WHAT IS NEEDED: Your reply should hold only the lines from the records below where "roof" occurs.

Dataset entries
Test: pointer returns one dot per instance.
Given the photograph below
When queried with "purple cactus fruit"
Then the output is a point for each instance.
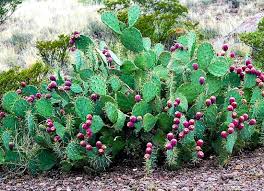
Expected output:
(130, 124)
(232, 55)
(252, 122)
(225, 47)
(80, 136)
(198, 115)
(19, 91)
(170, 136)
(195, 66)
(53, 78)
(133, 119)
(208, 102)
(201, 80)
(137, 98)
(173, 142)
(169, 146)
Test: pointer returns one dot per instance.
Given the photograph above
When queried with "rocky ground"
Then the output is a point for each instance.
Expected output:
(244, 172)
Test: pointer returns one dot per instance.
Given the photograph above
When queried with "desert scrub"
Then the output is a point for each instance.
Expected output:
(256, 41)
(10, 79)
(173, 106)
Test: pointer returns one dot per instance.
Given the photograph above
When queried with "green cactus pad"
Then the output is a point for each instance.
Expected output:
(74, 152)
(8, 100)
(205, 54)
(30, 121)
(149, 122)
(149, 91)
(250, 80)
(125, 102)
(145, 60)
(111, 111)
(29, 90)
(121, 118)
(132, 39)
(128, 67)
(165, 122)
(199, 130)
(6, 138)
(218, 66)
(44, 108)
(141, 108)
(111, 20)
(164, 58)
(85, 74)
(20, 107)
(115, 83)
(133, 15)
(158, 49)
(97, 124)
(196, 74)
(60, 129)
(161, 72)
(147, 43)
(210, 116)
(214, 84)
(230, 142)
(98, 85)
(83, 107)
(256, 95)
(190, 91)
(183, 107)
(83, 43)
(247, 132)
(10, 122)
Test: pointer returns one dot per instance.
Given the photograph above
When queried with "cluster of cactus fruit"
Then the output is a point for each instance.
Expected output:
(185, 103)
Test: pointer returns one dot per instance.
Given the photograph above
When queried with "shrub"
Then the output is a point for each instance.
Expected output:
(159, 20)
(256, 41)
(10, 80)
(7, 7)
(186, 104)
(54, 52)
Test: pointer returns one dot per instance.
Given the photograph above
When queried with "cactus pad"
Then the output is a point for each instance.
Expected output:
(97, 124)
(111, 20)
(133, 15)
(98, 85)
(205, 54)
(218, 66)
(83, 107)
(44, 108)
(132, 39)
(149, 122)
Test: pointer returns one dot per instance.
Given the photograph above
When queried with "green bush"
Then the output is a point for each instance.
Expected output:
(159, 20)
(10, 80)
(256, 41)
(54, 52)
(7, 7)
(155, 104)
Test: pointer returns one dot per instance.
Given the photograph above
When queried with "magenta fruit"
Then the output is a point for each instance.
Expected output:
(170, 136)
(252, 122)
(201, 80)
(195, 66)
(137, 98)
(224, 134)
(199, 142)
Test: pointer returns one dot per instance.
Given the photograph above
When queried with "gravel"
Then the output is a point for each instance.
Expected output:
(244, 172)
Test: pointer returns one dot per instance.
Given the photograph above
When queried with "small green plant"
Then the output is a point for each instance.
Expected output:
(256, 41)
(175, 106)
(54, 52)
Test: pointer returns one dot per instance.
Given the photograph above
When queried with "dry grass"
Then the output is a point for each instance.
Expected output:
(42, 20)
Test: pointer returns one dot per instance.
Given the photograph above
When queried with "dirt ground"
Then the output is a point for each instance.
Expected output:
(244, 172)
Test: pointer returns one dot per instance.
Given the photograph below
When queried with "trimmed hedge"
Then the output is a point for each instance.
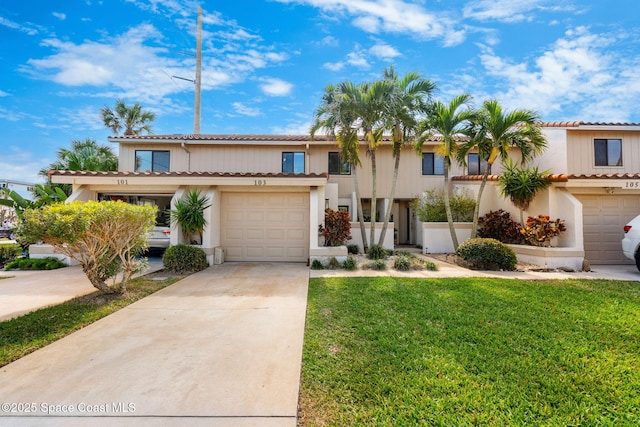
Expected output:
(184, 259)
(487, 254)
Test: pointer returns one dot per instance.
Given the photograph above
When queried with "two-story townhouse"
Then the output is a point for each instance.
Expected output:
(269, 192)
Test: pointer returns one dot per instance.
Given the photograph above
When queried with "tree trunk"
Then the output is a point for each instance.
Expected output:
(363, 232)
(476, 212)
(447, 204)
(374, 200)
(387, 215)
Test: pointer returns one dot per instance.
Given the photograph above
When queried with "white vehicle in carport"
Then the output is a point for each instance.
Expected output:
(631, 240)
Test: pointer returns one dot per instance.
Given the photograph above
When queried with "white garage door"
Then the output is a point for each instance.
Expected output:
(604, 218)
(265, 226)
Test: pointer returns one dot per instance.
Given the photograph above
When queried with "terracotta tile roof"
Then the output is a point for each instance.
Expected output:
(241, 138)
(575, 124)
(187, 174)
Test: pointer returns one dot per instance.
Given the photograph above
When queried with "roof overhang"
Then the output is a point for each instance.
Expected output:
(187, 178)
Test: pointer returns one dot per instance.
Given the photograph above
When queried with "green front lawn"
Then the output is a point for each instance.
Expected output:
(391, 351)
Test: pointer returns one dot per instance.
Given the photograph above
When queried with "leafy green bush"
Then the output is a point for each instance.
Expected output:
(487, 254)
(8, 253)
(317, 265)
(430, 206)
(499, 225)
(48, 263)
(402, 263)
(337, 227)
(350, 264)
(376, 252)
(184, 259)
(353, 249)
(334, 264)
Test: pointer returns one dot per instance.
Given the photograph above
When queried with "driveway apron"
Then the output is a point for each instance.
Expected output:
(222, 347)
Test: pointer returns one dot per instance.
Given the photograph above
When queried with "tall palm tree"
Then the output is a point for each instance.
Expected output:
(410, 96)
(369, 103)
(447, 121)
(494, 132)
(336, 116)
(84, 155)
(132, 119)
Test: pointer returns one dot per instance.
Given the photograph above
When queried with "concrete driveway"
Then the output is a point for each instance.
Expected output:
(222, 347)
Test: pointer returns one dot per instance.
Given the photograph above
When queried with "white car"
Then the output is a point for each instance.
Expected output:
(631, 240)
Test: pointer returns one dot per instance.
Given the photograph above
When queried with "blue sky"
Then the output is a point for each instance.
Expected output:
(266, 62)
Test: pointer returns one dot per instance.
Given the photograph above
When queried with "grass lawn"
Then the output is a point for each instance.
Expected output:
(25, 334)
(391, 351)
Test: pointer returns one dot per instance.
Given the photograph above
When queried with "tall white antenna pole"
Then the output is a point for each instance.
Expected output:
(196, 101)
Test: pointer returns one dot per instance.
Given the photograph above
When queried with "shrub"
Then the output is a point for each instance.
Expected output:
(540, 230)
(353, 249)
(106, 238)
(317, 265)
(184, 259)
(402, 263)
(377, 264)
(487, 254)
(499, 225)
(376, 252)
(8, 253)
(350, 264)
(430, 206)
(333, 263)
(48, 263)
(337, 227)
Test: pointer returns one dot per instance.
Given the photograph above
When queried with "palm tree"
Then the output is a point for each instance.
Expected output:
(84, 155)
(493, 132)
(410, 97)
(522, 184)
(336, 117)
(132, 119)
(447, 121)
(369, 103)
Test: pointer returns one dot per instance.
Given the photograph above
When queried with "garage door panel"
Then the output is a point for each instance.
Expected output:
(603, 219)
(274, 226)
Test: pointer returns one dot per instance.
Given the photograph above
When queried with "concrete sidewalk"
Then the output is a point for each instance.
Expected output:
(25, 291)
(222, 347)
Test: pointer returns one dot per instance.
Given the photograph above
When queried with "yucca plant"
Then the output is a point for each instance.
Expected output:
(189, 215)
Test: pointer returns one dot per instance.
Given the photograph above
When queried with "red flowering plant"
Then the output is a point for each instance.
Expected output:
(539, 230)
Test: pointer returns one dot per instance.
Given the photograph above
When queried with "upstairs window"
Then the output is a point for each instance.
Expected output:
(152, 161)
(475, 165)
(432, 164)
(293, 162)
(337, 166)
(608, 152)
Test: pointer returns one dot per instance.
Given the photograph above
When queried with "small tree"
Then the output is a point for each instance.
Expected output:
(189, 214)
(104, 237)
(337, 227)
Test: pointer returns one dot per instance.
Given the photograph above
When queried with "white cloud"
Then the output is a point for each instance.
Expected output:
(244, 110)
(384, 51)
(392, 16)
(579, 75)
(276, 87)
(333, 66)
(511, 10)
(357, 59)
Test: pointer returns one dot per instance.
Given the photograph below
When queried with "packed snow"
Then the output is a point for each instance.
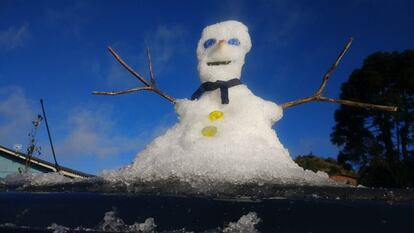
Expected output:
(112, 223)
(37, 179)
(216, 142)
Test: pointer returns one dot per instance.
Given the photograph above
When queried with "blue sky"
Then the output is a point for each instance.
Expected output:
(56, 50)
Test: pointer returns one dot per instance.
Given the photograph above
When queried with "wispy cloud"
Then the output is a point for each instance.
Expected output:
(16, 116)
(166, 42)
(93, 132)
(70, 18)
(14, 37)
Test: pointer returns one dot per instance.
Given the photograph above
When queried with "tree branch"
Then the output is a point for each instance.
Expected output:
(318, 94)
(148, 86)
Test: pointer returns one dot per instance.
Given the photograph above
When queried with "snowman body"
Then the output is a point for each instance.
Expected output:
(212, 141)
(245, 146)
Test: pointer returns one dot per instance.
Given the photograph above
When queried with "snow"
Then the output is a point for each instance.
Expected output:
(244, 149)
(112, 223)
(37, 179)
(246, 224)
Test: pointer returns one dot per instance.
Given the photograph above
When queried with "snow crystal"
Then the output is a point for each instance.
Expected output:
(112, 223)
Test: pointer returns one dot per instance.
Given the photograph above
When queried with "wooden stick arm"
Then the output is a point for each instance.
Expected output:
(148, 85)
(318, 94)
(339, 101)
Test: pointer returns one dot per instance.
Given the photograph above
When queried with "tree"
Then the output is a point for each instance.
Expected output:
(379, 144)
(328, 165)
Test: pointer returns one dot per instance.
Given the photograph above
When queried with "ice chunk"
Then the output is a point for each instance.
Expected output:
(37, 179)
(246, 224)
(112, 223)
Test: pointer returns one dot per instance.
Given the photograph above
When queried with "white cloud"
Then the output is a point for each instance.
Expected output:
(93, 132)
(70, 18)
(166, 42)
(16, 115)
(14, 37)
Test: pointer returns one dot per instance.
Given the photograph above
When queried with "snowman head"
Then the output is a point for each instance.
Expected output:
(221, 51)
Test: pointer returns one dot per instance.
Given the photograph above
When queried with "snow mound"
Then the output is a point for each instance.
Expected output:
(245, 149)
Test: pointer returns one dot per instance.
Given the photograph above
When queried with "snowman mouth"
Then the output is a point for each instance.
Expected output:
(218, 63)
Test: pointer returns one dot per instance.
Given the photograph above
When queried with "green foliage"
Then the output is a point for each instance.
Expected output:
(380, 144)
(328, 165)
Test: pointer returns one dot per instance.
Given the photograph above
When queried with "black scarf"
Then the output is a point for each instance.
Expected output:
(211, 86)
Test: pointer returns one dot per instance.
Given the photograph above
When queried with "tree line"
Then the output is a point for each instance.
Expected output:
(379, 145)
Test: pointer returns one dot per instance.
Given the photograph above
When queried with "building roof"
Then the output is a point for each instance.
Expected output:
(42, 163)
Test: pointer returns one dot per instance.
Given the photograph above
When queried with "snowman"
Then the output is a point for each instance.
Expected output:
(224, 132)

* * *

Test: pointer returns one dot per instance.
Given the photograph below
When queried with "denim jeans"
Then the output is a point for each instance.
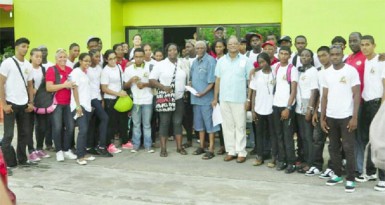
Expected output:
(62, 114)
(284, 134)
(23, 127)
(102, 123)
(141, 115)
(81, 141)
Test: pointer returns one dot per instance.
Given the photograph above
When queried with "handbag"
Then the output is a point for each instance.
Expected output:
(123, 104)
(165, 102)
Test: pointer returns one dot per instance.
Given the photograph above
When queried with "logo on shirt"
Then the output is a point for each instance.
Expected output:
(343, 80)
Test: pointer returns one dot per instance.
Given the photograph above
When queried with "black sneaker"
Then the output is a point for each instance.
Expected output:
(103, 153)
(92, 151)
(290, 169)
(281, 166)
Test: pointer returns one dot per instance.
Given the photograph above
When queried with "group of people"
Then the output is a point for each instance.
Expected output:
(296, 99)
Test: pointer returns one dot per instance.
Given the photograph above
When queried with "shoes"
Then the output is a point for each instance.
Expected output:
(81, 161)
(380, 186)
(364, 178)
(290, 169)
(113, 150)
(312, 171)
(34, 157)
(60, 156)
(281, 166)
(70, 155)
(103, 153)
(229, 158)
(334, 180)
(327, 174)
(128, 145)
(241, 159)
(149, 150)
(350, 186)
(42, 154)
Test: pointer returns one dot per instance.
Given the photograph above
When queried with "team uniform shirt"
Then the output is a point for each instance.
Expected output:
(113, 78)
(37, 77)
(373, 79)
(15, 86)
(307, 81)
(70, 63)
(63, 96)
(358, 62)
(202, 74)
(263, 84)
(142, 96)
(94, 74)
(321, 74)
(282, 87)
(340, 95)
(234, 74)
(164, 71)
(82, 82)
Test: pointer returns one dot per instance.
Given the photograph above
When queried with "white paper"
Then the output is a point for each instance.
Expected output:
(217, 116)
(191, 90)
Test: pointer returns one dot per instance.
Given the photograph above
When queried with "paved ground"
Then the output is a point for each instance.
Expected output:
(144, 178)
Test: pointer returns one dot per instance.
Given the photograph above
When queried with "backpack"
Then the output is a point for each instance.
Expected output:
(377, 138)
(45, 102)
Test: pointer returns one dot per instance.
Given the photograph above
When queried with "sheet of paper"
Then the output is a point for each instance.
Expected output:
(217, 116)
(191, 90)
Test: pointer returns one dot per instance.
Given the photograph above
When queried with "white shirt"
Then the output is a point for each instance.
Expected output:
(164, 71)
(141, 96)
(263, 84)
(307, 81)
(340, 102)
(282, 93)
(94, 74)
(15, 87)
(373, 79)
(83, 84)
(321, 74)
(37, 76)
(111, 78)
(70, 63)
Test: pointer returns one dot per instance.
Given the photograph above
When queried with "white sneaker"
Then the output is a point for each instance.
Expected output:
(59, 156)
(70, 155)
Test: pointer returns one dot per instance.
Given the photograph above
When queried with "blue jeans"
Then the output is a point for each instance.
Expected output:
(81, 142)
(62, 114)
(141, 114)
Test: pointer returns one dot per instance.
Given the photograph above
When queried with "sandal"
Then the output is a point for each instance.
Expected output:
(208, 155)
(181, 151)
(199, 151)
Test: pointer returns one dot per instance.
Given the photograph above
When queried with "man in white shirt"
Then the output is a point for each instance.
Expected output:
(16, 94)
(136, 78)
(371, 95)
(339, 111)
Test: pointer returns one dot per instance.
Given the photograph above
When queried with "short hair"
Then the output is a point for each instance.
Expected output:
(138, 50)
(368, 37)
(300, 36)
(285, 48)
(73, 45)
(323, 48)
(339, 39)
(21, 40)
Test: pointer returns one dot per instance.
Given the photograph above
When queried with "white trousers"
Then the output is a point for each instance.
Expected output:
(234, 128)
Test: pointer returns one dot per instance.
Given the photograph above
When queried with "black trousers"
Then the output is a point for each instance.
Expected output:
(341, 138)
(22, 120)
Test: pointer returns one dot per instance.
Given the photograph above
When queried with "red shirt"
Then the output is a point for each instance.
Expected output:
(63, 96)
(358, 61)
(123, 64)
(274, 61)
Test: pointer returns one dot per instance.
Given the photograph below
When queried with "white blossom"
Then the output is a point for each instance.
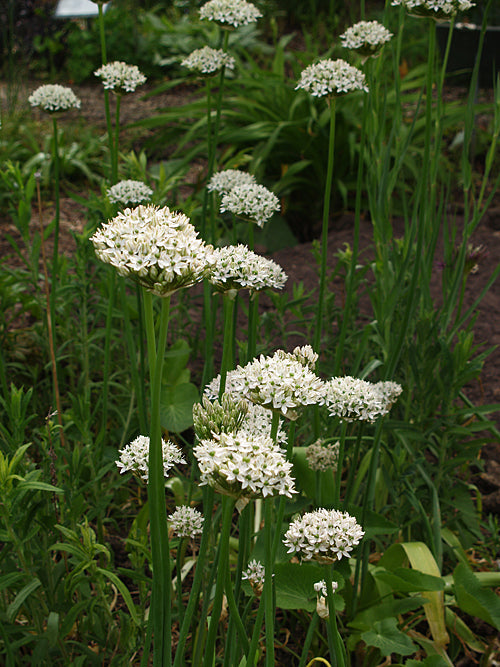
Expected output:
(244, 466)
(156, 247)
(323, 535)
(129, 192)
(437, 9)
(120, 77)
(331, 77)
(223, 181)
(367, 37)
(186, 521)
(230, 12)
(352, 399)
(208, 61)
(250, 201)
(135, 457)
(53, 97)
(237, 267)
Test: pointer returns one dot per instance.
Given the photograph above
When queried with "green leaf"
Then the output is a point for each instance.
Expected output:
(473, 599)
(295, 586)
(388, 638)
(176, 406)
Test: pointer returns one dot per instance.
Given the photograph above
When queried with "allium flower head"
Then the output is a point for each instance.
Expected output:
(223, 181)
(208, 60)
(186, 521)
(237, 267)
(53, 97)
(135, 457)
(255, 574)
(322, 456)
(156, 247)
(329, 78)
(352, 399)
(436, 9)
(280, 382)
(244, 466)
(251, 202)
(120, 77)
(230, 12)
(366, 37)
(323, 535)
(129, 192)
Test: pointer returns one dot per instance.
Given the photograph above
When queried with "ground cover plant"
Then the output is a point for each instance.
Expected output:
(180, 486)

---

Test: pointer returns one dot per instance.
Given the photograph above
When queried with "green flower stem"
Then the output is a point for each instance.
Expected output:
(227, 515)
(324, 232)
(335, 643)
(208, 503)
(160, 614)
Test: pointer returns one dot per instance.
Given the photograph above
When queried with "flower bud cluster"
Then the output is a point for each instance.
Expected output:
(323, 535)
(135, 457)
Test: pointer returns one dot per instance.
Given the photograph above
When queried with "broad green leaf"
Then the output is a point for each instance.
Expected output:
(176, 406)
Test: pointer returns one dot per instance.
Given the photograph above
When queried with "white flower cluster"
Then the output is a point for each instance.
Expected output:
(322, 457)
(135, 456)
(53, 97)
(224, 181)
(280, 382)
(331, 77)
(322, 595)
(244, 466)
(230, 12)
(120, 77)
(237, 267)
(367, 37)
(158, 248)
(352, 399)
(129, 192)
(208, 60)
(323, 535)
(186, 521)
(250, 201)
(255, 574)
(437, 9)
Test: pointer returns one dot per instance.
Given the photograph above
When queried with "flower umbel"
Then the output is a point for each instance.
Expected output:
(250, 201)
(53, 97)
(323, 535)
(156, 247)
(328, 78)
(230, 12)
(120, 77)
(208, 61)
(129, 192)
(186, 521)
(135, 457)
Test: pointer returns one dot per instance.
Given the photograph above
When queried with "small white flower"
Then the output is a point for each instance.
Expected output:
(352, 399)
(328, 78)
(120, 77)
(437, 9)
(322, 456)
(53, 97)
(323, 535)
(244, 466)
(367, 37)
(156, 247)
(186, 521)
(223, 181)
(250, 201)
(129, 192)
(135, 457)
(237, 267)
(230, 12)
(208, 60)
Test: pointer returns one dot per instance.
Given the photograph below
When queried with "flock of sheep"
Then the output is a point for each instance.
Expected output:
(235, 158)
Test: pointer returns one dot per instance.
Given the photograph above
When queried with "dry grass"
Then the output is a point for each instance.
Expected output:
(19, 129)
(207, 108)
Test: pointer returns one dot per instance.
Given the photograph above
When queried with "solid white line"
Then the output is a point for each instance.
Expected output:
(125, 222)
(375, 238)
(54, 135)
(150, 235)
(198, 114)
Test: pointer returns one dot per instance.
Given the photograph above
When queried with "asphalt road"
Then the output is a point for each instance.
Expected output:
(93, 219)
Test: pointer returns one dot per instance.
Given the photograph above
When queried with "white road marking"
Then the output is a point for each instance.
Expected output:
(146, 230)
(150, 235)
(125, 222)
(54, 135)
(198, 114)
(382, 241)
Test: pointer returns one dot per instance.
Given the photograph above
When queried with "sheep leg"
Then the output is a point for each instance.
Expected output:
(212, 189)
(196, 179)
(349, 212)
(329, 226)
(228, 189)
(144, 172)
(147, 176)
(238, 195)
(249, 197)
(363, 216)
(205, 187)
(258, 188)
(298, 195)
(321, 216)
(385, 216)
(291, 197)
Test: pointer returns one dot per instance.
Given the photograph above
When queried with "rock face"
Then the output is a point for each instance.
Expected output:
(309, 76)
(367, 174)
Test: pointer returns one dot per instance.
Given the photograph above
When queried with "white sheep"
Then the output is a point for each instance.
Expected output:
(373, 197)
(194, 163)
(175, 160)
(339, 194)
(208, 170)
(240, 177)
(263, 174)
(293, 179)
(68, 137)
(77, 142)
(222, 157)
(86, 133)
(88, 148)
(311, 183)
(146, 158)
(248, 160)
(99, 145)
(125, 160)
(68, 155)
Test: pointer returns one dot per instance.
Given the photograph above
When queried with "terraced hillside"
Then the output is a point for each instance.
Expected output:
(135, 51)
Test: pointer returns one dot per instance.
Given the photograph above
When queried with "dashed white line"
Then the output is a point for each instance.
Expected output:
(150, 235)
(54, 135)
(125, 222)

EXERCISE RESPONSE:
When queried with "terracotta tile roof"
When queried with "roof overhang"
When queried with "building roof"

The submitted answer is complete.